- **PROBLEM**: Please begin at the start of the material and stop after the line that contains "M 92 117 L 92", giving only those lines again with "masks" swapped for "polygons" and everything else unchanged.

- **EXERCISE DATA**:
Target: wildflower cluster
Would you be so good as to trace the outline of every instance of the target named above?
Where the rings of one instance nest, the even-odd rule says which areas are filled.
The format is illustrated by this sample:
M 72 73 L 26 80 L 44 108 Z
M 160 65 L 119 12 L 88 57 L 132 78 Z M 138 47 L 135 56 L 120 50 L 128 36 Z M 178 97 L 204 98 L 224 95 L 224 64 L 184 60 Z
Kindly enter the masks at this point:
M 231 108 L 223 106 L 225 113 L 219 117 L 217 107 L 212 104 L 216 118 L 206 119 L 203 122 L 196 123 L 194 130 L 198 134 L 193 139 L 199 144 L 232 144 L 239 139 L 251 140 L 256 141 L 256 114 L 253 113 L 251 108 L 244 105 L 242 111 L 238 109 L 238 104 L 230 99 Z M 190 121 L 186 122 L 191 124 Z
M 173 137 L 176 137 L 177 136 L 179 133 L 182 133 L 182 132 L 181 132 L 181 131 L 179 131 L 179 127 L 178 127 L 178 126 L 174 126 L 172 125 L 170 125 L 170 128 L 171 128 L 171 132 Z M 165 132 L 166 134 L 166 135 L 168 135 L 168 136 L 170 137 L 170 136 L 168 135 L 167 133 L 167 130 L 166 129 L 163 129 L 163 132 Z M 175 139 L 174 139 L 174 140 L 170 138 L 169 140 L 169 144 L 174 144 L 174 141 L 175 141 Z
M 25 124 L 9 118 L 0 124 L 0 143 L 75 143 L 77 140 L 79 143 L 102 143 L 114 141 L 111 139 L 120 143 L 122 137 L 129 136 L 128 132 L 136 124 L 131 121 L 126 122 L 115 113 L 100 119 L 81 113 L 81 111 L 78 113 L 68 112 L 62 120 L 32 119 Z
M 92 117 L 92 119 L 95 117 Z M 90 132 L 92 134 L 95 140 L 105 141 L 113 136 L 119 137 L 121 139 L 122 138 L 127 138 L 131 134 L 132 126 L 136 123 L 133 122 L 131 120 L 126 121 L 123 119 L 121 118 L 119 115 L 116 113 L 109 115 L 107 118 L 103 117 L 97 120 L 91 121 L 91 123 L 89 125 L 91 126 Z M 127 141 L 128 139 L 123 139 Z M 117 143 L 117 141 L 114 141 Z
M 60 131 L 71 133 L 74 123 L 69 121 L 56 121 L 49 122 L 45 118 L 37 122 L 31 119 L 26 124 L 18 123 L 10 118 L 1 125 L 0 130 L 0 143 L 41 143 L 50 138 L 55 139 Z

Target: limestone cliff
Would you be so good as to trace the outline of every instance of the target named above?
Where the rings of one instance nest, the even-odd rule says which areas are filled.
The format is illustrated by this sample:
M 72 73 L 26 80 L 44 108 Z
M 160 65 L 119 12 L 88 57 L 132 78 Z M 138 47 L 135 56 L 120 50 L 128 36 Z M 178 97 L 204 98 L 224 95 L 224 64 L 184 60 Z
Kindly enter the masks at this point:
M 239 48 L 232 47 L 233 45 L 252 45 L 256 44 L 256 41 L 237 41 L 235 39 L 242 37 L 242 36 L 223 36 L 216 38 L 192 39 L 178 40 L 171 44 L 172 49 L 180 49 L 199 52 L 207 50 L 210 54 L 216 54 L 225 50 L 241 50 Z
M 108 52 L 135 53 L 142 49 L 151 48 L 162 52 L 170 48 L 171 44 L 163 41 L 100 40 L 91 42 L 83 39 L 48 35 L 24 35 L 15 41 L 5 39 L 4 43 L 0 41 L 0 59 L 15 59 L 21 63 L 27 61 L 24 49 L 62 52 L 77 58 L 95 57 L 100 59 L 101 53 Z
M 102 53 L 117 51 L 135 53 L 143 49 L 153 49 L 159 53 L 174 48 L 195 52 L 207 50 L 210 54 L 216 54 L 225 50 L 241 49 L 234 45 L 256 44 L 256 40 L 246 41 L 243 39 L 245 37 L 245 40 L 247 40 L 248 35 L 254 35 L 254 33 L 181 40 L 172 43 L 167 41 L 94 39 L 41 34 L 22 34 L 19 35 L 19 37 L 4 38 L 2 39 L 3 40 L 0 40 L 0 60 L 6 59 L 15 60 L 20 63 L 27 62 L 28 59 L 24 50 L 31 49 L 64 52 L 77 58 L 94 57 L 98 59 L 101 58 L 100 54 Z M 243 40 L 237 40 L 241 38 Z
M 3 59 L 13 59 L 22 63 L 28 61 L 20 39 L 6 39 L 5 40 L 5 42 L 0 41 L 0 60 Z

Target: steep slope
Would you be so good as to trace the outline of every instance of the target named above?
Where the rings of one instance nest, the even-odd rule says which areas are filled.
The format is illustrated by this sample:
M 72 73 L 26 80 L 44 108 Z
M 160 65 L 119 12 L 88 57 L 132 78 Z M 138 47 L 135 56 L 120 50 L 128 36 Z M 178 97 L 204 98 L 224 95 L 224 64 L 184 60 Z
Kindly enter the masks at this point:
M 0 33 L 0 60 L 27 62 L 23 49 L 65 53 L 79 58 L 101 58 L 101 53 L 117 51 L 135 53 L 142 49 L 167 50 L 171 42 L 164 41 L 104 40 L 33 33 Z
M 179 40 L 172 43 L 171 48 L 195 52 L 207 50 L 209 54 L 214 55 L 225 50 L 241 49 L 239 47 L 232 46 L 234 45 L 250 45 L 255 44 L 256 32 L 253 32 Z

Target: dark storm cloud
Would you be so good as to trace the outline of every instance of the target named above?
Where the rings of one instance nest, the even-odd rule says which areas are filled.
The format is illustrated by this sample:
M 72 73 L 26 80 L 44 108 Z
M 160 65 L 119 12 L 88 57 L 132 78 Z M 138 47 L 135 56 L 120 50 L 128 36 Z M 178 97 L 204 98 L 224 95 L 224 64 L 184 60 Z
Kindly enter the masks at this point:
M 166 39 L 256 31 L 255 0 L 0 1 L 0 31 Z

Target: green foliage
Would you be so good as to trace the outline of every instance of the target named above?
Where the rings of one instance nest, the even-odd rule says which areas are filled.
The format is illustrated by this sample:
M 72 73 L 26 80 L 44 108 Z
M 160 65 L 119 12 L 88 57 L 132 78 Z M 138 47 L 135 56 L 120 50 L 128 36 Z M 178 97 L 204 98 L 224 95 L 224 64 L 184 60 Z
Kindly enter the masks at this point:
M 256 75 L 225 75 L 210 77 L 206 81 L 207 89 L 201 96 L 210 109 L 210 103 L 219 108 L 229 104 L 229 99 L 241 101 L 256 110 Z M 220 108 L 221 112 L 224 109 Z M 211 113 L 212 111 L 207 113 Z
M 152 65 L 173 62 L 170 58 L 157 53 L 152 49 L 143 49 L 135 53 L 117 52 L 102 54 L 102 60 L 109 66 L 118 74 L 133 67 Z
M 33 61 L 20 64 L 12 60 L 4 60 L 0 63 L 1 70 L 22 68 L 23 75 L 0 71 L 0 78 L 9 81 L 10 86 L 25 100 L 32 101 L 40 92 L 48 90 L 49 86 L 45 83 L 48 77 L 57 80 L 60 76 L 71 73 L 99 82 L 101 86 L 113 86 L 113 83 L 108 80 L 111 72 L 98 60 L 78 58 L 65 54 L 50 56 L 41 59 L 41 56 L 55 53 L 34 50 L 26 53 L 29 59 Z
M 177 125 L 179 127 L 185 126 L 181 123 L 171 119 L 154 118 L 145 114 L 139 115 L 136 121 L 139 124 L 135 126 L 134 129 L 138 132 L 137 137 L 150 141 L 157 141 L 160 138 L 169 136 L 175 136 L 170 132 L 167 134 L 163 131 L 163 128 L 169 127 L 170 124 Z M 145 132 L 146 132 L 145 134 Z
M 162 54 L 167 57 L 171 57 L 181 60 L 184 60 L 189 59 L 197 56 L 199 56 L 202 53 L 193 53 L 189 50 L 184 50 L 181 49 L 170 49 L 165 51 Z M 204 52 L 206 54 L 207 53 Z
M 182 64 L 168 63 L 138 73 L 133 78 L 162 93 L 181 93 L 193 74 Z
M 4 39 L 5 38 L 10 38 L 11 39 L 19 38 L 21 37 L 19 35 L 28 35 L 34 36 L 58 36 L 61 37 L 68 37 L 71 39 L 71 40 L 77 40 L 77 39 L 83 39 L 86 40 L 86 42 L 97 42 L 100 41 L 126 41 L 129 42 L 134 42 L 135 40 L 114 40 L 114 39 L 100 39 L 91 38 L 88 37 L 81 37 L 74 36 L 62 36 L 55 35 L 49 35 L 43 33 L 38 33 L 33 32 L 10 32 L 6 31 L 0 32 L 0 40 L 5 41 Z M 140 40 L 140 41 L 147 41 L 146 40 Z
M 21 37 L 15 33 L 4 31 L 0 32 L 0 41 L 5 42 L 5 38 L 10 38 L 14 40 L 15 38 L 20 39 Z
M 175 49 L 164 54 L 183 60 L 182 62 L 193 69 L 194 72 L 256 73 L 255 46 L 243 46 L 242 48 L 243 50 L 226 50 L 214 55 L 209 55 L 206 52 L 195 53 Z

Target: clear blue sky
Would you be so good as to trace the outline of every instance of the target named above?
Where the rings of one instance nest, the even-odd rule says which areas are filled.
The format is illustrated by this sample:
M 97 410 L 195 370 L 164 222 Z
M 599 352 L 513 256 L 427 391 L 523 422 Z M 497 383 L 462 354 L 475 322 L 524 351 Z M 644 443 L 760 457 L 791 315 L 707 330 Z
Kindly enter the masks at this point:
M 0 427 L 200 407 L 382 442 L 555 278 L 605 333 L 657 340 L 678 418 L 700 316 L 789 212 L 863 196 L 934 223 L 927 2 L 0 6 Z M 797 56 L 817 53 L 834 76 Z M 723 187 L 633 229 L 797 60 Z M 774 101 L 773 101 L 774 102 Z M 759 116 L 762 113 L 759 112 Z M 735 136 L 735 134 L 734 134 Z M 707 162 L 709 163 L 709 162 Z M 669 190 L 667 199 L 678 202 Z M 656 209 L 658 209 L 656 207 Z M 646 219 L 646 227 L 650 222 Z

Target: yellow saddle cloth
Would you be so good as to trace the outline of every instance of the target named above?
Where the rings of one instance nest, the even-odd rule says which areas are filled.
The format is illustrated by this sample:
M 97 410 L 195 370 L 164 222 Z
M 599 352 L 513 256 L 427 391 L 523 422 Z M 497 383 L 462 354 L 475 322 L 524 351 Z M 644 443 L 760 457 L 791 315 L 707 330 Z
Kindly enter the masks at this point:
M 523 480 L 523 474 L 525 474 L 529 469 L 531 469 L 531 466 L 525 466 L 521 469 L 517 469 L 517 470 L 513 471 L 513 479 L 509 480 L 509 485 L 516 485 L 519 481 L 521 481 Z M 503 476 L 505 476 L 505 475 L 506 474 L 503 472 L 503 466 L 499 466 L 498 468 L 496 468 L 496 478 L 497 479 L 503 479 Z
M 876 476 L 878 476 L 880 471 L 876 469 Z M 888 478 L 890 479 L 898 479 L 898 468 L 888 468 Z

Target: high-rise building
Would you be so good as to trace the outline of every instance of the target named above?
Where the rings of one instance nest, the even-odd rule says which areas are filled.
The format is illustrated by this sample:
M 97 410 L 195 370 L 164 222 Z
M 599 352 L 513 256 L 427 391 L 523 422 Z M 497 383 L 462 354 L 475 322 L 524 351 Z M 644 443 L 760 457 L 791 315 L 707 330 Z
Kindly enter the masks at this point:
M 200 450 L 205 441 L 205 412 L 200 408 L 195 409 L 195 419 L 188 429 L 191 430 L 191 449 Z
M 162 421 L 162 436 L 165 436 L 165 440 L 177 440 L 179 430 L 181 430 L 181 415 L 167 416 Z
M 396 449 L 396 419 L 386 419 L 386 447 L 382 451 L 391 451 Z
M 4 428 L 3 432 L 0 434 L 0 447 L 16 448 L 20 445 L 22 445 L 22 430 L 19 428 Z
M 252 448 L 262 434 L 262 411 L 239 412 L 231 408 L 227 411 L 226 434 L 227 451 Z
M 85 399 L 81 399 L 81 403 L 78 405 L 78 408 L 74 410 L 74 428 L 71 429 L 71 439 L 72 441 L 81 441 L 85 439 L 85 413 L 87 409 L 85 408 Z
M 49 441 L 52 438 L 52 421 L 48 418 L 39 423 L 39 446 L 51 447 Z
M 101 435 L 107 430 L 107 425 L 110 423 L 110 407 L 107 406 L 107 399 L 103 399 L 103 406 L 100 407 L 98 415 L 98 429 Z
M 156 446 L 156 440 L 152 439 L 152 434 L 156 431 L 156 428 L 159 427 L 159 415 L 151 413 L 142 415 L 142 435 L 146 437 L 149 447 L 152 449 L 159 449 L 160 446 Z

- **ANSWER TO THE PROBLEM**:
Target: wildflower cluster
Would you be so good as to trace the outline of every instance of the target named above?
Where the rings of one instance nest, the even-odd rule says which areas are filled.
The format is illustrated by this sample:
M 72 73 L 26 80 L 44 108 Z
M 160 65 L 119 12 L 88 57 L 132 78 Z M 138 47 L 135 56 L 120 50 L 128 36 Z M 178 97 L 204 98 L 224 95 L 224 64 L 184 60 Z
Kindly enter the polygons at this point:
M 231 108 L 223 106 L 225 113 L 219 117 L 217 107 L 212 104 L 216 118 L 206 119 L 203 122 L 196 123 L 194 130 L 198 134 L 193 139 L 199 144 L 232 144 L 239 139 L 251 140 L 256 141 L 256 114 L 253 113 L 251 108 L 244 105 L 242 111 L 238 109 L 238 104 L 230 99 Z M 190 121 L 186 122 L 191 124 Z
M 173 137 L 176 137 L 177 136 L 179 133 L 182 133 L 182 132 L 181 132 L 181 131 L 179 131 L 179 127 L 178 127 L 178 126 L 174 126 L 172 125 L 170 125 L 170 128 L 171 128 L 171 132 Z M 165 132 L 166 134 L 166 135 L 168 135 L 168 136 L 170 137 L 170 136 L 168 135 L 167 133 L 167 130 L 166 129 L 163 129 L 163 132 Z M 175 139 L 174 139 L 174 140 L 170 138 L 169 140 L 169 144 L 174 144 L 174 141 L 175 141 Z
M 25 124 L 9 118 L 0 124 L 0 143 L 75 143 L 77 140 L 79 143 L 102 143 L 114 141 L 111 139 L 120 143 L 122 137 L 129 136 L 128 132 L 136 124 L 131 121 L 126 122 L 115 113 L 100 119 L 81 113 L 81 111 L 78 113 L 68 112 L 62 120 L 32 119 Z
M 92 117 L 92 119 L 95 117 Z M 90 132 L 92 134 L 95 140 L 105 141 L 113 136 L 119 137 L 121 139 L 122 138 L 127 138 L 131 134 L 132 126 L 136 123 L 133 122 L 131 120 L 126 121 L 123 119 L 121 118 L 119 115 L 116 113 L 109 115 L 107 118 L 103 117 L 97 120 L 91 121 L 91 123 L 89 125 L 91 126 Z M 127 141 L 128 139 L 123 139 Z M 117 143 L 117 141 L 114 141 Z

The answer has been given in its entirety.